Tim peneliti dari Massachusetts Institute of Technology (MIT) di Amerika Serikat mungkin bisa memberikan cara terdekat untuk mewujudkan mimpi tersebut. Mereka menggunakan kecerdasan buatan (AI) untuk meniru percakapan yang terdengar alami.
Teknologi di Balik Chatbot Masa Depan
Para peneliti menggunakan model GPT-3.5 yang dikembangkan oleh perusahaan OpenAI dan meminta peserta studi menjawab serangkaian pertanyaan tentang kehidupan mereka, pengalaman masa lalu, dan aspirasi mereka. Sistem ini kemudian menciptakan “latar belakang pengguna” yang juga disebut oleh penulis studi sebagai “memori sintetis”.
Misalnya, seorang pengguna mungkin bercita-cita menjadi guru biologi di sekolah menengah. Chatbot masa depan AI ini bisa menceritakan “momen berkesan” saat membawa siswa “berkunjung ke cagar alam setempat”.
Para peneliti MIT memanfaatkan konsep “future self-continuity”, sebuah konsep dari ilmu perilaku yang menyatakan bahwa individu yang merasa memiliki hubungan kuat antara diri mereka saat ini dan di masa depan cenderung membuat keputusan yang menguntungkan kesejahteraan jangka panjang mereka, baik itu dalam hal keuangan, pendidikan, atau kesehatan.
::::
INSTRUKSI KERJA 1: Ringkas paragraf bacaan yang diawali "Para peneliti menggunakan model GPT-3.5" dengan tetap mempertahankan fakta utamanya.
INSTRUKSI KERJA 2: Tulis kembali bagian bacaan dari "Para peneliti MIT" hingga "pendidikan, atau kesehatan.", dengan mengganti "keputusan" menjadi "pilihan".
Daftar berikut tidak berkaitan dengan isi bacaan.

DATA YANG DIBERIKAN:
::::
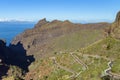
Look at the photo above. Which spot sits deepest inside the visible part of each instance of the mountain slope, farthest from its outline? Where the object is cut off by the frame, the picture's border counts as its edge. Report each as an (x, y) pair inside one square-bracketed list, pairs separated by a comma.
[(49, 37), (98, 61)]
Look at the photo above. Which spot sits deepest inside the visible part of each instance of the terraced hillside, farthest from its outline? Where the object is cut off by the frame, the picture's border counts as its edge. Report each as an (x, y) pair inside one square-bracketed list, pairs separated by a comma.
[(97, 61), (47, 38)]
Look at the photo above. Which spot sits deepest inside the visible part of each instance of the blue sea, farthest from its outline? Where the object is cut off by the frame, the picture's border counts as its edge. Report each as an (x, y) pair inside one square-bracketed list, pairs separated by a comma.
[(8, 30)]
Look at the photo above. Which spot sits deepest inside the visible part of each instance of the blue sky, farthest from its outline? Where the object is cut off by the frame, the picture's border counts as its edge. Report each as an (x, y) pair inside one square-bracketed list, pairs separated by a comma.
[(79, 10)]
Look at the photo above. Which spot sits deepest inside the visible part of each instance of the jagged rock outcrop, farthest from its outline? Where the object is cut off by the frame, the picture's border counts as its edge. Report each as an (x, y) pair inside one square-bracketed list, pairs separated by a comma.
[(41, 22), (114, 30), (36, 40)]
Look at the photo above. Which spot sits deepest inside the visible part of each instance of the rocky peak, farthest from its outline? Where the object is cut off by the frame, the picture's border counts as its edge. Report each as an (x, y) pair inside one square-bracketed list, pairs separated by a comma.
[(117, 20), (41, 22), (114, 29)]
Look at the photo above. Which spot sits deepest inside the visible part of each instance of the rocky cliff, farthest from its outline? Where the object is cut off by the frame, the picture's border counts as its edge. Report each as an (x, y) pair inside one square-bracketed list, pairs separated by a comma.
[(37, 41)]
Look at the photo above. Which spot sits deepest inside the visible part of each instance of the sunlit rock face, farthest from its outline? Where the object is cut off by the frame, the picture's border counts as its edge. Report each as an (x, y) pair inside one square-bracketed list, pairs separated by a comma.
[(114, 29)]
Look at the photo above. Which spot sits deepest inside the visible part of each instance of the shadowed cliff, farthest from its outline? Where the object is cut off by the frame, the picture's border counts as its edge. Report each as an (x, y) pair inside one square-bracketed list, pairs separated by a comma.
[(14, 55)]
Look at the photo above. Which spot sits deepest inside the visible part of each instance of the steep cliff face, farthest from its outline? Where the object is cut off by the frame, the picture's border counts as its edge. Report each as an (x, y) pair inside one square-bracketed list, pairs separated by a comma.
[(38, 41), (114, 29)]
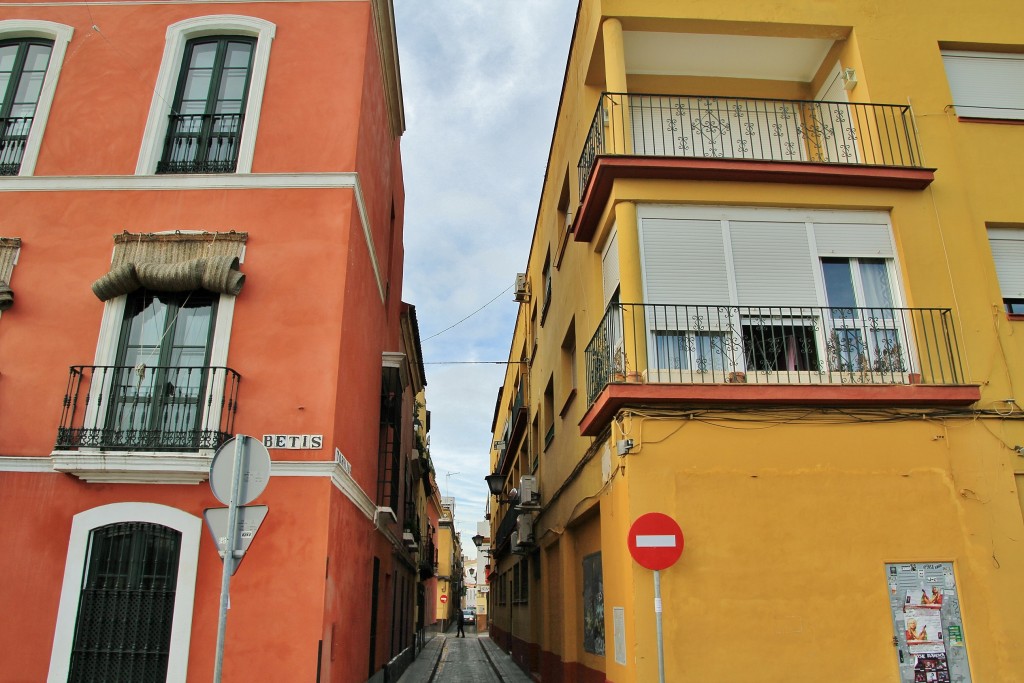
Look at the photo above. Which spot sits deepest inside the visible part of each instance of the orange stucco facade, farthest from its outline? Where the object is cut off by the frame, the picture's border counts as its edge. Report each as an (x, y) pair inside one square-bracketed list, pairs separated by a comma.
[(313, 335)]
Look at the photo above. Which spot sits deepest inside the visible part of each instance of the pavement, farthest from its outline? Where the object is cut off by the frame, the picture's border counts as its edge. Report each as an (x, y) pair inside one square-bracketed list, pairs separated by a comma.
[(475, 658)]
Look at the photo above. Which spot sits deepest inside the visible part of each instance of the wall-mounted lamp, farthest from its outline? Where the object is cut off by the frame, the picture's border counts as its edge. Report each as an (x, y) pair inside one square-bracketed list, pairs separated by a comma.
[(496, 483), (849, 77)]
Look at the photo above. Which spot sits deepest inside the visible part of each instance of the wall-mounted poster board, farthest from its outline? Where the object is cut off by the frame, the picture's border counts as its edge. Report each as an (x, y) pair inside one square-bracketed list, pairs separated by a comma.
[(927, 620)]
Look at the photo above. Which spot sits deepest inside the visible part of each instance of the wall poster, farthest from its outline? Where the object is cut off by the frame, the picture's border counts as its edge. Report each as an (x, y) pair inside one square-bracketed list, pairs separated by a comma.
[(593, 604), (927, 621)]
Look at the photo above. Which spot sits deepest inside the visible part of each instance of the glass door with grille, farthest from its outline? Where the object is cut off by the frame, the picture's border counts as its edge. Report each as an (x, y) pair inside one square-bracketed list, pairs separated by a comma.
[(123, 630), (160, 380)]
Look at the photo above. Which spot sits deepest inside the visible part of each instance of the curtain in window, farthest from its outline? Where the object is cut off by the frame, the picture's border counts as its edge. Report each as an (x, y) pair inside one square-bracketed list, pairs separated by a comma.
[(8, 251)]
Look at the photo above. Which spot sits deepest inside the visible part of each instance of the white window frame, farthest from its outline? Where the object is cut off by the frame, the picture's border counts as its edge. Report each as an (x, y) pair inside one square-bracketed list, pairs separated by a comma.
[(170, 69), (973, 77), (82, 525), (1007, 246), (110, 337), (60, 35)]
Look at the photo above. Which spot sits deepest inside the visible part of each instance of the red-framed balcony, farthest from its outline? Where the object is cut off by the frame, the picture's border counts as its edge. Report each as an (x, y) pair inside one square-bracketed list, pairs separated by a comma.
[(724, 354), (706, 137)]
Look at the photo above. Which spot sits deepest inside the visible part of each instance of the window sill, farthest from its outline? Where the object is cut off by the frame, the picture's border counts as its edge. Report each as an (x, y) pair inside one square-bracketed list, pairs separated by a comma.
[(981, 119), (134, 467)]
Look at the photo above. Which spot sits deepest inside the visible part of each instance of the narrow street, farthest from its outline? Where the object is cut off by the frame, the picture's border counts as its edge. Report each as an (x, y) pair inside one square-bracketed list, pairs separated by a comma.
[(475, 658)]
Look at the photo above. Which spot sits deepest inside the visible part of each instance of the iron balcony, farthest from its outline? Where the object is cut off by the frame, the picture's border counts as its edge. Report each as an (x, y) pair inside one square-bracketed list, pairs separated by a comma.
[(796, 345), (750, 129), (147, 409)]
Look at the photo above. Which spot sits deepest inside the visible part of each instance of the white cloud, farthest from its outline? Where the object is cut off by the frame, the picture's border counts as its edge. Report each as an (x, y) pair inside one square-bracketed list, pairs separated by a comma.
[(480, 82)]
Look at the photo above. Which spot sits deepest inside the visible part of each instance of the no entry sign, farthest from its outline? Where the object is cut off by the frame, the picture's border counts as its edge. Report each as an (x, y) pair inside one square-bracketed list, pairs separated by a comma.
[(655, 541)]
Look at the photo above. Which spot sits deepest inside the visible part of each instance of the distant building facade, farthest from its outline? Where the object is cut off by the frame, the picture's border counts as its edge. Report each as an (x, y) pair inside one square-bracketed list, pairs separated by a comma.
[(774, 293)]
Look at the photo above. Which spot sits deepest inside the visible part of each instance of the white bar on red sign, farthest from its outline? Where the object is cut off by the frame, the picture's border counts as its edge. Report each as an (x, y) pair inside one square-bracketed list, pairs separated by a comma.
[(667, 541)]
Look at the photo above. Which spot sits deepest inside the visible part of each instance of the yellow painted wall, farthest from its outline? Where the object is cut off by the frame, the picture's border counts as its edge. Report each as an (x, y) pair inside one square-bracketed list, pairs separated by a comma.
[(791, 520)]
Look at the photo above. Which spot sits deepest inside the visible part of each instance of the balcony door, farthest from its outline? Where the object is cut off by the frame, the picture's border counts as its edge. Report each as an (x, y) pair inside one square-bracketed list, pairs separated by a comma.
[(23, 68), (863, 334), (159, 383)]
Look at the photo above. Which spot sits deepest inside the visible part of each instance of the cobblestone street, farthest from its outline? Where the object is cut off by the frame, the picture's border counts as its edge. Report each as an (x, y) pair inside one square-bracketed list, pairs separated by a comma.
[(475, 658)]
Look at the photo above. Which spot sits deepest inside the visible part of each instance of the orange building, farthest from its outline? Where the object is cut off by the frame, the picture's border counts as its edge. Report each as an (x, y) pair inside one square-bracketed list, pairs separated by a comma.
[(201, 235)]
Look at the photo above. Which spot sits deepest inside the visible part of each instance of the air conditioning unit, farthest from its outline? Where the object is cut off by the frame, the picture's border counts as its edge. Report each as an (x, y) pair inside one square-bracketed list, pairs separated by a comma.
[(524, 529), (521, 288), (529, 496)]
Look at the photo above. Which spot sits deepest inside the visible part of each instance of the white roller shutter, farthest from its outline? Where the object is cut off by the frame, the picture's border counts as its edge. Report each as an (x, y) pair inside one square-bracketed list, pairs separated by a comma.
[(987, 85), (1008, 252), (853, 240), (772, 263), (684, 261)]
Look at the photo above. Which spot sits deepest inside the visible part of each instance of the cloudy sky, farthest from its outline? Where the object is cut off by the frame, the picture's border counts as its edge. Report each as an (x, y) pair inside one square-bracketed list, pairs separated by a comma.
[(480, 81)]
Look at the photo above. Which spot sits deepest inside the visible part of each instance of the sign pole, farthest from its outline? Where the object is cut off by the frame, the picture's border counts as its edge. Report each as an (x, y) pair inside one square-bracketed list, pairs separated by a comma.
[(655, 543), (657, 620), (225, 580)]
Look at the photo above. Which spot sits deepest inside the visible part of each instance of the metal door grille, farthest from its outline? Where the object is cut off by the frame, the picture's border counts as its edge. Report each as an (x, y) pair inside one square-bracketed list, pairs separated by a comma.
[(123, 631)]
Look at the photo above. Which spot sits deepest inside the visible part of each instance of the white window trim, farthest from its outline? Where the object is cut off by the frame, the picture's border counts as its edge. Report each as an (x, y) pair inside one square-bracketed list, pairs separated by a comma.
[(82, 525), (727, 214), (60, 35), (110, 336), (170, 68), (1003, 243)]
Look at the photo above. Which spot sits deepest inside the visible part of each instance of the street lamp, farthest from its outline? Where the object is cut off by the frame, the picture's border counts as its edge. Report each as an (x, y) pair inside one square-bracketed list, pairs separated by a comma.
[(496, 482)]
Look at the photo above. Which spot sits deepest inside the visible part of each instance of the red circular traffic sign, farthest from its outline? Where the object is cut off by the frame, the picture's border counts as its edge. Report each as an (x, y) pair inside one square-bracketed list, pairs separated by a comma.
[(655, 541)]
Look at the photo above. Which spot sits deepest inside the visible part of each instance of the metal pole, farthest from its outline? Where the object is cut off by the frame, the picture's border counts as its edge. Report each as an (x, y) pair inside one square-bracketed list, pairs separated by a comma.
[(657, 619), (225, 578)]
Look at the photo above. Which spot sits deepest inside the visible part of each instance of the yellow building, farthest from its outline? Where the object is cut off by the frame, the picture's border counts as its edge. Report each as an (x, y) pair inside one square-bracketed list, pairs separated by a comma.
[(775, 292), (450, 568)]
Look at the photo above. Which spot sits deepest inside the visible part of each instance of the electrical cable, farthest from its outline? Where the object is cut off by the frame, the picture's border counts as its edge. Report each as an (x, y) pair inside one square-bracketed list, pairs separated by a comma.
[(451, 327)]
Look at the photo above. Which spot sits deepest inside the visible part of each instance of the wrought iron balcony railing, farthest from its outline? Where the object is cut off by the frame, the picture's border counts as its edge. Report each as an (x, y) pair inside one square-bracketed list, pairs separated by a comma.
[(121, 408), (749, 128), (691, 344), (202, 143), (13, 133)]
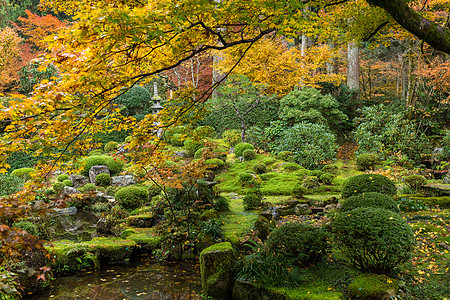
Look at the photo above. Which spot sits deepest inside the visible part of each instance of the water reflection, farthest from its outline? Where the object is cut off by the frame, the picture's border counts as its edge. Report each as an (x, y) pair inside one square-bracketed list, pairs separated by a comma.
[(143, 279)]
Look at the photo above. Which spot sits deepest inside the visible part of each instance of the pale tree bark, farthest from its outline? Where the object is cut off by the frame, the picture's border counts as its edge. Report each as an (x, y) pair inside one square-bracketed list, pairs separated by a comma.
[(353, 66)]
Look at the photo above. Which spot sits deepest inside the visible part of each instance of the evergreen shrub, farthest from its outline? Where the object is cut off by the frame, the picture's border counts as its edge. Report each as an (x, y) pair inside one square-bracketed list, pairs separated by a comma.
[(366, 183), (374, 239), (370, 199), (249, 154), (300, 244), (366, 161), (241, 147), (103, 179)]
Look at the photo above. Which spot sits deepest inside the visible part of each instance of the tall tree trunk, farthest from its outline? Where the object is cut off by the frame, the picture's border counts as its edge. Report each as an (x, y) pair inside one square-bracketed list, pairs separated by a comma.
[(353, 66)]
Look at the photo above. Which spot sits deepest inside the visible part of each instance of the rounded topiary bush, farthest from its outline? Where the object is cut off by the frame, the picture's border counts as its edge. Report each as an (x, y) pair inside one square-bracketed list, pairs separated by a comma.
[(366, 183), (58, 186), (62, 177), (371, 199), (300, 244), (260, 168), (23, 173), (286, 156), (249, 154), (366, 161), (111, 146), (67, 182), (241, 147), (374, 239), (114, 165), (326, 178), (251, 201), (131, 197), (232, 137), (415, 182), (103, 179)]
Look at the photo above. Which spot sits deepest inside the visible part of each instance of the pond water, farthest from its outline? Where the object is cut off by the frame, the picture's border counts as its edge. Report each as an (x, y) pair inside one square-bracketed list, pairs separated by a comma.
[(142, 279)]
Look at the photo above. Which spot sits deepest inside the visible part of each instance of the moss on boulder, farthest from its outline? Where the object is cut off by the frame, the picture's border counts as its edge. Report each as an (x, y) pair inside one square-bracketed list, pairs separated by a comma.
[(216, 263)]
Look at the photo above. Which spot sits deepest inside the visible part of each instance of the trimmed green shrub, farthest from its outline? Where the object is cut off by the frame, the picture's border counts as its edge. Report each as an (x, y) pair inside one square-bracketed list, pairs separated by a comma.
::::
KOLOM JAWABAN 1: Peneliti memakai model GPT-3.5 buatan OpenAI dan meminta peserta studi menjawab pertanyaan tentang kehidupan, pengalaman masa lalu, dan aspirasi mereka. Dari jawaban itu, sistem membuat "latar belakang pengguna", yang oleh penulis studi disebut "memori sintetis".

KOLOM JAWABAN 2:
Para peneliti MIT memanfaatkan konsep “future self-continuity”, sebuah konsep dari ilmu perilaku yang menyatakan bahwa individu yang merasa memiliki hubungan kuat antara diri mereka saat ini dan di masa depan cenderung membuat pilihan yang menguntungkan kesejahteraan jangka panjang mereka, baik itu dalam hal keuangan, pendidikan, atau kesehatan.